Transcribe the lines below word for word, omitting the picture placeholders.

■ **Point annotations for photos**

****************************************

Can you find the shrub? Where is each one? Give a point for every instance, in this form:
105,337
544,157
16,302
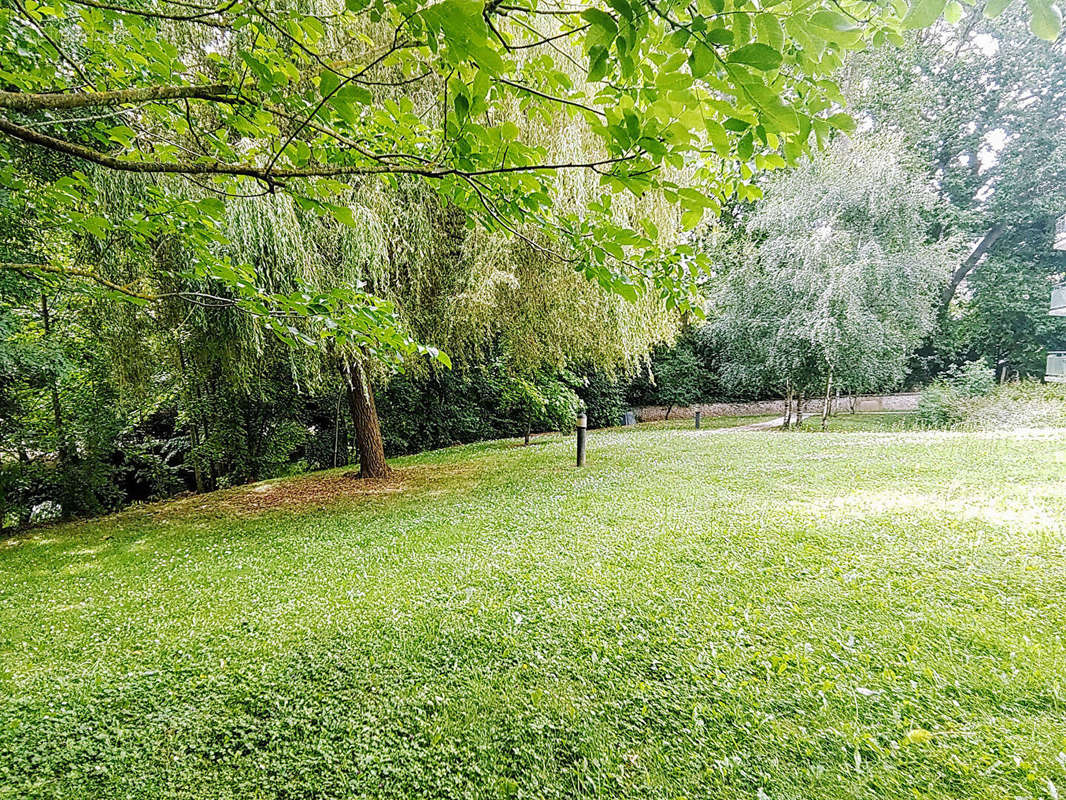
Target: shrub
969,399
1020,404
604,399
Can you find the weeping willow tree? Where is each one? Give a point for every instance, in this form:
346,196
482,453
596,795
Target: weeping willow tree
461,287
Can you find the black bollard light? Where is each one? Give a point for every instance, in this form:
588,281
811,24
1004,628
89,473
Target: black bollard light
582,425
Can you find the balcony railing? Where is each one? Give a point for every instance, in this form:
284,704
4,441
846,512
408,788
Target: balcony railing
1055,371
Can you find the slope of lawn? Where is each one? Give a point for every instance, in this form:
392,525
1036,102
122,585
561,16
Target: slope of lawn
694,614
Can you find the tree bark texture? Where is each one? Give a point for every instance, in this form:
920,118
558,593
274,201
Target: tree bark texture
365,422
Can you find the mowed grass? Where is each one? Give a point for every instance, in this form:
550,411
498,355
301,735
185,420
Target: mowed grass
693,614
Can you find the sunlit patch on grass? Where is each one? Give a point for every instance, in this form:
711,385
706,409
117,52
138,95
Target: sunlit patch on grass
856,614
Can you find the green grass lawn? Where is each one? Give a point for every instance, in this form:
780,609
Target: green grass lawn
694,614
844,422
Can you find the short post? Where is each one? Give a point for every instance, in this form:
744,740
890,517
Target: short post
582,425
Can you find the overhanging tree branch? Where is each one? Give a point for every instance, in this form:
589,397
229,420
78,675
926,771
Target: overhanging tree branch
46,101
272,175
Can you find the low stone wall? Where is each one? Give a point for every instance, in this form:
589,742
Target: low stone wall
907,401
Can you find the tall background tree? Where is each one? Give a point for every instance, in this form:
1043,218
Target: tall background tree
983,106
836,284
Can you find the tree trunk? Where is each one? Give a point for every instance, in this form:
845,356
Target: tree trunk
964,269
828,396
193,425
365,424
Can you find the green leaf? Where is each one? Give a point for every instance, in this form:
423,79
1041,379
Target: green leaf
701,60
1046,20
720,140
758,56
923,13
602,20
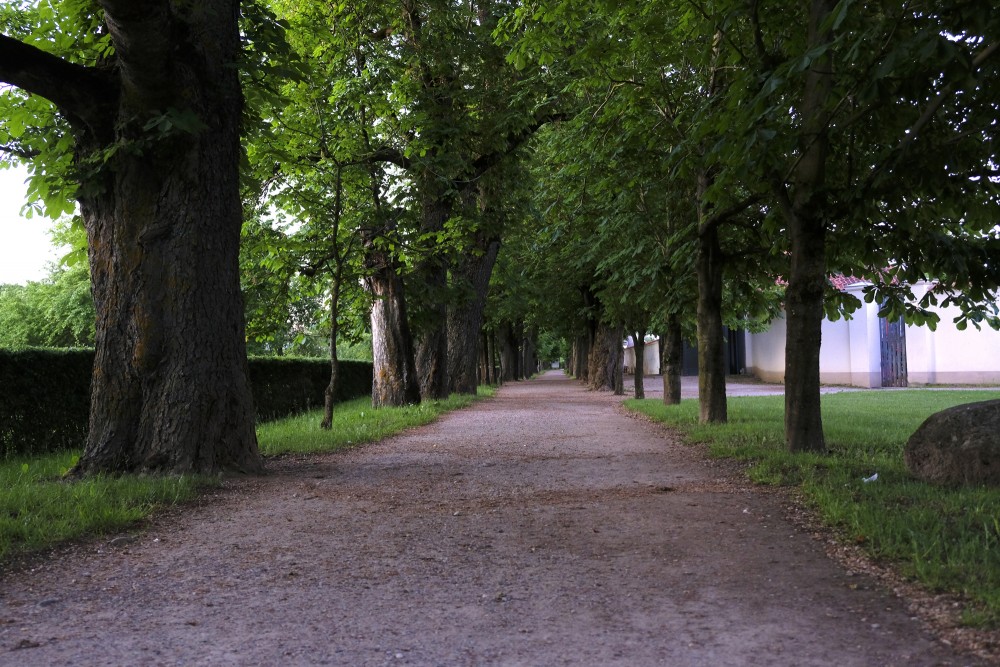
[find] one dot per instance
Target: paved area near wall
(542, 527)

****************************************

■ **Complete answer**
Can you find the shrub? Where is each one? Give a point for every instance, in this form:
105,337
544,157
16,302
Target: shrub
969,399
1020,404
604,399
Can you find the weeping willow tree? Where is each one? Give a point for every instance, in this form:
346,196
482,453
596,795
Target: weeping willow tree
461,287
Can you find the black bollard light? Where is each one? Give a point for every instance, in this form:
588,281
811,24
1004,628
89,473
Target: black bollard light
582,425
Can you find the balcony railing? Where is each one? Give a point for every instance, in this form:
284,704
4,441
846,512
408,788
Target: balcony railing
1055,371
Can you find the slope of lawn? Where is each one? Give a point for every instance, in this form:
392,525
1036,102
122,585
561,16
Target: slope of lawn
694,614
Can you find the tree bark texture? Where is each one? Give a point for every instance, in this form:
920,118
558,593
274,201
Target: tree bark texture
365,422
Can you find the mowed grass? Where is each one? Give a point for every instance, in this form:
550,411
498,355
301,735
185,420
Target: mowed grass
693,614
Can you find the sunlit patch on grass? Where is each one? Give a point for every instance, in this form:
711,385
706,409
117,52
138,95
Target: sunlit patch on grass
856,614
Can you find the green grass lawn? Where is each one? Give a point for every instance, in this form:
780,609
Target: green grass lawn
694,614
844,422
Can you find the short post? Where is each one? Give a point for every instance, in this form:
744,740
890,517
Target: short post
582,425
Can you find the overhanging tree branch? Where is each one? Give a point for every instance, in this form:
589,397
229,420
78,675
926,771
Target: overhanging tree branch
46,101
272,175
Can you find the low stone wall? Where is each one? Give a point for every instance, in this form:
589,742
Target: low stone wall
907,401
Can you find the tall background tree? Where is each one? Give a point for every instance, in this form:
1043,218
Target: tall background tree
983,106
836,284
Can you find the tree trunk? Where is each one? Give a point for every instance, in this form:
845,356
Target: tree trunk
964,269
828,396
193,425
365,424
Can you find the green leaf? Where is each one? Give a point for every instance, in this form:
423,79
1041,379
Target: green leaf
701,60
1046,20
720,140
758,56
923,13
602,20
[find] one dot per instance
Target: paved area near wall
(542, 527)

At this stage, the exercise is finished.